THINGS TO DO
- 1) Can you rewrite the paragraph beginning "Neo4j is a native graph database" from the Neo4j and ontology passage below as a short bulleted list that keeps its main facts?
- 2) Answer these questions from the Neo4j and ontology passage below:
(a) What processor did the laptop used for the research have?
(b) Which extension lets the ontology be loaded into the Neo4j knowledge base?
(c) Which relationship connects the Meter to the Apartment?
- 3) Could you write the next part of the passage below on Neo4j and ontologies, picking up after its final sentence?

PASSAGE FOR REVIEW
The research was conducted on a laptop with the following characteristics: an 8-core AMD Ryzen 7 6800H 3.20 GHz processor and a 12-core AMD Radeon 680M 2200 MHz graphics processor. A Neo4j graph database, PyCharm development environment, and Python programming language with LangChain, FastApi, and Streamlit libraries were used.

The ontology, previously developed in our work [ 7 ], describes a range of energy and construction terms and relationships. Ontology is a form of knowledge representation in a domain model that makes data smarter, transfers part of the program logic, and generates new data.

Let us consider the relationship between ontologies and graph databases. As of 2025, according to [11], Neo4j holds the top position in popularity among other graph data stores. Neo4j implements following ontology concepts: interoperability (defining a shared vocabulary) and logical inference (inferencing), which is the result of knowing fragments of the vocabulary.

3.1. Neo4j graph database and ontology

Neo4j is a native graph database that implements a true graph model all the way to the storage level. It uses Cypher query language, designed specifically for working with graphs. Since 2007, it has grown into a versatile platform with support for multiple programming languages and frameworks. Its ecosystem includes the Graph Data Science library, which enables advanced analytics and machine learning on graph data. It has the cloud service Neo4j AuraDB and can be run in a Docker container or a Kubernetes cluster. In this study, we worked with a local deployment and used Neo4j Desktop version 1.6.1.

Neo4j can load and write an ontology in RDF format. Therefore, as shown in Figure 1: Representation of the OWL ontology in the Neo4j knowledge graph database the ontology we developed can be loaded into the Neo4j knowledge base using the Neosemantics (n10s) extension. Until now, reasoning in RDF and OWL (Web Ontology Language) has been applied only to fullfledged triple stores or special reasoning mechanisms. Neo4j can be enhanced with reasoning capabilities for RDF data, even though it isn’t a triple store and doesn’t support SPARQL directly. Instead, it uses the Cypher language, and many SPARQL queries can be converted into Cypher for semantic querying. From the user's perspective, Neo4j combines two technologies into one platform: a transactional analytical graph system and an RDF/OWL reasoning mechanism capable of providing complex semantic Cypher queries through the materialized graph in Neo4j. Studies have shown that obtaining all derived facts (so-called materialization) using Neo4j demonstrates a much lower reasoning time growth rate as the amount of data increases compared to any other system. Therefore, materialization is the key to efficient real-world queries [12]. Without prior materialization, a triple store with reasoning must temporarily fetch all answers and relevant facts for each individual query on demand.

According to the ontology we developed earlier [ 7 ], the following nodes and relationships were created in the graph database. The Customer (tenant) is connected to the Building via the HAS relationship, the Building is connected to the Apartment via the LOCATED_AT relationship, and the Meter is connected to the Apartment via the MEASURES relationship. A sample of the relationships between a building, the apartments it contains, and the meters that measure their energy consumption is shown in Figure 2. Here, a Cypher query is provided to find all meters that take measurements for all apartments located in a building.

SUPPLIED INFORMATION

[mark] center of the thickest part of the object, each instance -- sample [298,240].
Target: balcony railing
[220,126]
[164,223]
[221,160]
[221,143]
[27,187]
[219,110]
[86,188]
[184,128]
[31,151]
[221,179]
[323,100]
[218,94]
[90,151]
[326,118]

OUTPUTS BY TASK
- 1)
- Neo4j is a native graph database that uses a true graph model down to the storage level.
- It uses Cypher, a query language designed for graphs.
- Since 2007 it has grown into a versatile platform that supports many programming languages and frameworks.
- Its Graph Data Science library enables advanced analytics and machine learning on graph data.
- It is available as the cloud service Neo4j AuraDB and can run in a Docker container or a Kubernetes cluster.
- The study used a local deployment with Neo4j Desktop version 1.6.1.

- 2)
(a) An 8-core AMD Ryzen 7 6800H 3.20 GHz processor.
(b) The Neosemantics (n10s) extension.
(c) The MEASURES relationship.

- 3)
The Meter node is connected to the Consumption node via the HAS_CONSUMPTION relationship and to the MeterReading node via the HAS_READING relationship. Since the process of collecting meter readings is continuous, with specific intervals (e.g., new values are read every hour), it is important to semantically represent the sequential connection of readings: the MeterReading node at time t is connected to the MeterReading node at time t+1 via the NEXT relationship. Therefore, the problem of time series becomes a graph problem and can be effectively solved using existing graph algorithms. Since consumption per unit of time is the difference between the meter reading at time t and at time t+1, this is reflected in the semantic relationship of the readings. The Consumption node at time t is connected to the MeterReading node at time t via the START_READING relationship and to the MeterReading node at time t+1 via the STOP_READING relationship. Consumption is also a sequential process, so the Consumption node at time t is connected to the Consumption node at time t+1 via the NEXT relationship. A sample of sequential relationships between meter readings and consumption over several consecutive hours is shown in Figure 3.

Node WeatherStation (weather forecast station) is connected to the node Temperature (ambient temperature) by the HAS_TEMPERATURE relationship. Weather station readings are a continuous process with a specific interval (e.g., new values are received every 1 day), so the node Temperature at time t is connected by the NEXT relationship to the next node Temperature at time t+1. A sample of sequential connections between ambient temperature readings over several consecutive days is shown in Figure 4. The nodes Consumption, MeterReading, and Temperature have an index for the timepoint field to speed up search.

Storing data in a graph structure has the following advantages:

1. Natural and simple modeling of real-world relationships without complex joins.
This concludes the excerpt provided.